Your task |
Whatever the records hold, copy it exactly and completely.

Stored data:
::::::::::

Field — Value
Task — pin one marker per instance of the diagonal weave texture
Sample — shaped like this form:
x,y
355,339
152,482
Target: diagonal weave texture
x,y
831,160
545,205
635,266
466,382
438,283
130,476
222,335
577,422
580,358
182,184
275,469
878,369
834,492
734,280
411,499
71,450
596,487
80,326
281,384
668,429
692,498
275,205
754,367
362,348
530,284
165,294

::::::::::

Written solution |
Field — Value
Task — pin one marker per instance of the diagonal weave texture
Sample — shaped like this form:
x,y
355,339
152,482
Target: diagonal weave texture
x,y
831,160
545,205
635,266
466,382
438,283
130,476
222,335
577,422
580,358
182,184
275,469
878,369
834,492
734,280
411,499
71,450
596,487
80,326
281,384
668,429
692,498
275,205
754,367
362,348
530,284
165,294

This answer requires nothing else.